◆ Exercise materials ◆
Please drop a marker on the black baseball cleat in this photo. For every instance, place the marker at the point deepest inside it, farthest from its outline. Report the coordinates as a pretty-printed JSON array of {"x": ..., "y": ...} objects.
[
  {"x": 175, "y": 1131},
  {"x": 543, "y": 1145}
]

◆ Exercise objective ◆
The records above must be retyped in full. Keep each one exactly as it is.

◆ Solved problem ◆
Please drop a marker on the black baseball cleat in this photo. For every instance, place the marker at the point deepest inside it, farthest from its outline. Report the coordinates as a pretty-printed JSON array of {"x": ..., "y": ...} objects.
[
  {"x": 175, "y": 1131},
  {"x": 543, "y": 1145}
]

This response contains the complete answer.